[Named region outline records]
★ ★ ★ ★

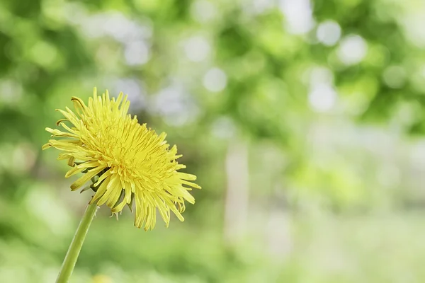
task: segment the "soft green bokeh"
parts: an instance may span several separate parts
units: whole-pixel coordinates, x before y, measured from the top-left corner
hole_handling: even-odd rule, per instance
[[[0,1],[0,282],[55,282],[91,195],[44,129],[94,86],[203,190],[101,209],[72,282],[425,282],[424,3]]]

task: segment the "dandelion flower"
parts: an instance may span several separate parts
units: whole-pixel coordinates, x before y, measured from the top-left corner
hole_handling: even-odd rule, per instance
[[[200,188],[191,182],[196,176],[178,172],[186,166],[176,161],[181,156],[177,147],[170,149],[165,133],[158,135],[139,124],[135,115],[132,118],[128,114],[130,101],[123,96],[120,93],[116,100],[110,99],[108,91],[101,96],[94,88],[87,105],[72,97],[75,112],[58,110],[64,118],[57,125],[63,129],[46,128],[52,137],[62,139],[49,140],[42,149],[64,152],[58,159],[67,160],[72,167],[65,178],[84,173],[71,185],[72,190],[94,182],[90,187],[96,193],[90,203],[106,204],[115,214],[126,204],[132,209],[134,203],[137,228],[152,229],[157,209],[166,226],[170,212],[183,221],[185,201],[195,202],[188,191]]]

★ ★ ★ ★

Format the lines of the material as a numbered list, skipping blank lines, and leave the pictures out.

# [Answer to the task]
1. task: segment the "soft green bokeh"
2. parts: an instance may span several separate parts
3. units: whole-pixel coordinates, x before y, measured from the top-left corner
4. hole_handling: even-odd rule, per instance
5. [[[0,1],[0,282],[55,282],[91,195],[44,129],[94,86],[203,190],[101,209],[72,282],[425,282],[424,3]]]
6. task: segment the "dandelion flower"
7. parts: an instance may span several separate parts
8. units: whole-pixel coordinates, x before y, measured from the top-left corner
9. hole_handling: even-odd rule, per instance
10. [[[200,188],[191,182],[196,176],[178,172],[186,166],[176,161],[181,156],[177,147],[170,149],[165,133],[158,135],[139,124],[135,115],[132,118],[128,114],[130,101],[123,96],[120,93],[116,100],[110,99],[108,91],[101,96],[94,88],[87,105],[72,97],[75,112],[58,110],[64,118],[57,125],[63,129],[46,128],[52,137],[62,139],[49,140],[42,149],[64,152],[58,159],[67,160],[72,167],[65,178],[84,173],[71,185],[72,190],[94,182],[90,187],[96,193],[90,203],[106,204],[115,214],[126,204],[132,209],[134,203],[137,228],[152,229],[157,209],[166,226],[170,212],[183,221],[185,201],[195,202],[188,191]]]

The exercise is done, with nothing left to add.